AUFGABEN
[A] Übersetze diesen Satz aus dem Textausschnitt zur Landtagsrede ins Englische: „Da würde ich auch nicht widersprechen.“
[B] Setze die Landtagsrede aus dem Textausschnitt nach dem Beifall um einige Sätze fort.

TEXTAUSSCHNITT
══════════════════════════════
In einer solchen Situation ist es notwendig, klar zu sagen: Die Vorwürfe und Vorgänge, die hier im Raum stehen – Herr Biesenbach, Sie haben nicht unrecht –, sind teilweise Dinge, bei denen es noch Klärungsbedarf gibt, völlig klar. Da würde ich auch nicht widersprechen. Nur: Man muss eben die Bereitschaft mitbringen, diese Aufklärung herbeizuführen. Denn diese Vorwürfe sind unter Freunden, unter Partnern, wie es die Bundesrepublik, wie es die Vereinigten Staaten und auch Großbritannien sind, völlig unakzeptabel, falls sie sich bewahrheiten. Es ist gut, wenn der Landtag des größten deutschen Bundeslandes heute in aller Deutlichkeit eine Botschaft in dieser Hinsicht sendet.

(Beifall von den GRÜNEN und den PIRATEN)
══════════════════════════════
DATENAUSZÜGE
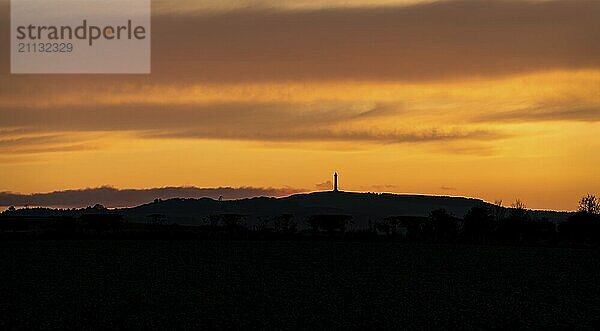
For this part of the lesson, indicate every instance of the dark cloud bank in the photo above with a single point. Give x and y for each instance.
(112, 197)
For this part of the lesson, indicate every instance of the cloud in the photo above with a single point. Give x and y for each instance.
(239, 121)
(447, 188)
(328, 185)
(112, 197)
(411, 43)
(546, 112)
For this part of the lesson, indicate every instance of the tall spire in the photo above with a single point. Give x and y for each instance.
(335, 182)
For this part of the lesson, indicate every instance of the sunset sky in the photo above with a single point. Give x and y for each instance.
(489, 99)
══════════════════════════════
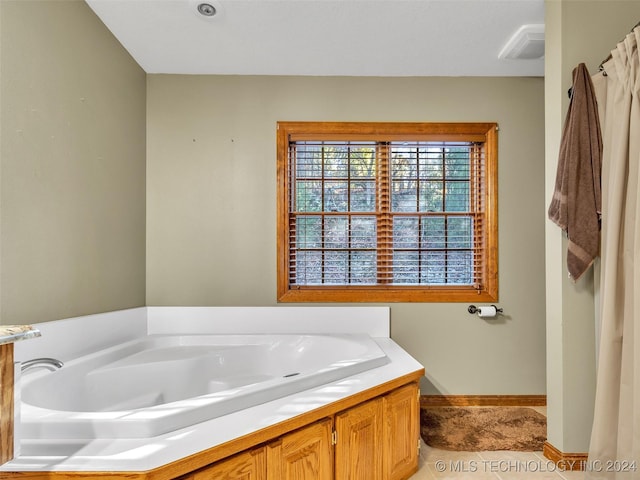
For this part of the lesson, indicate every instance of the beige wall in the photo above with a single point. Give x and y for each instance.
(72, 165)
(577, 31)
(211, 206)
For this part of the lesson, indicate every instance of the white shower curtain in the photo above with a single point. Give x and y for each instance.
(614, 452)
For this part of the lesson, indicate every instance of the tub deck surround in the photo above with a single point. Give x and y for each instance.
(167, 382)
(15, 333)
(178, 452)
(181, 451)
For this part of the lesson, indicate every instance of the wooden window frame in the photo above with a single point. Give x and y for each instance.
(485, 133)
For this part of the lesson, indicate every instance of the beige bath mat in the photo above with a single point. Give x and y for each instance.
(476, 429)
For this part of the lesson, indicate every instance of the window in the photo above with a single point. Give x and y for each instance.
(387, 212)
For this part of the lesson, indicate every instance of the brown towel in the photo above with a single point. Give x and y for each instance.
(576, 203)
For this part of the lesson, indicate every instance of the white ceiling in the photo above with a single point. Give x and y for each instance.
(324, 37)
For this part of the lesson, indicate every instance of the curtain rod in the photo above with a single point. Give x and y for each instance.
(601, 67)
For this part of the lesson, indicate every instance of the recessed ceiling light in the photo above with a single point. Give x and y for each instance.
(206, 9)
══════════════════════════════
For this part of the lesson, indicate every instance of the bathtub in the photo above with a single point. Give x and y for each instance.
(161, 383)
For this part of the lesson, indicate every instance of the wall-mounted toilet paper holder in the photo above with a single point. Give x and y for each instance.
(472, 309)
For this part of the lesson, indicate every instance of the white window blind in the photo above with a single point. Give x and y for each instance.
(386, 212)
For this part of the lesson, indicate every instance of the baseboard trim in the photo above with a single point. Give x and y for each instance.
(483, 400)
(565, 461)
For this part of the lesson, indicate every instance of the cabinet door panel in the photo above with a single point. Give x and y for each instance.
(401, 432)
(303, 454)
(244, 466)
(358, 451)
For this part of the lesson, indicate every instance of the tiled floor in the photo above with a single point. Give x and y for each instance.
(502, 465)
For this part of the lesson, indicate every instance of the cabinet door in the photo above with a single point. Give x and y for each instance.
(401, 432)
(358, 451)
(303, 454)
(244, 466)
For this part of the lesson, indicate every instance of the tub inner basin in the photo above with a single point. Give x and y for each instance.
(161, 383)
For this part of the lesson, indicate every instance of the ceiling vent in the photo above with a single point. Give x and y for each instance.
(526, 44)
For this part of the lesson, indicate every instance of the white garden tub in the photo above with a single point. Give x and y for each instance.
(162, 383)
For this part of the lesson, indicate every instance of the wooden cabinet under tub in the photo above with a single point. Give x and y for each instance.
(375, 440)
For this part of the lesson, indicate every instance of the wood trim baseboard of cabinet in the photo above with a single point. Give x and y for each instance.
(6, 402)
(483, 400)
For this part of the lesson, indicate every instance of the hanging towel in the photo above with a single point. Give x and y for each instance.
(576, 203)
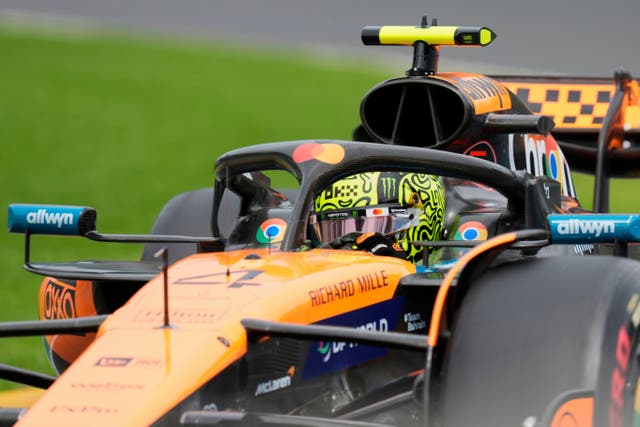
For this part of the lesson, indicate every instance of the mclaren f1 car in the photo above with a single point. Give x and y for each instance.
══════════════════════════════
LÖSUNGEN
[A] I would not disagree with that either.

[B]
Diese Deutlichkeit, liebe Kolleginnen und Kollegen, vermisse ich bei denjenigen, die sie eigentlich äußern müssten. Wir erleben hier in vielerlei Hinsicht einen großen Angriff auf unsere Grundrechte, auf das Fundament unserer Freiheit. Und die Bundesregierung bewegt sich einfach nicht. Mein Eindruck ist: Der Bundesinnenminister, der für unsere verfassungsmäßigen Rechte einstehen müsste, ist schlicht und ergreifend überfordert und deshalb untätig. Und die Kanzlerin? Von ihr hört man seit ihrer Flucht nach „Neuland“ kein Wort mehr – kein Wort zum Datenaustausch, kein Wort zum BND. Ich weiß nicht, ob die Bundeskanzlerin überhaupt bereit ist, in dieser Affäre zur Aufklärung beizutragen.

(Beifall von den GRÜNEN, der SPD und den PIRATEN)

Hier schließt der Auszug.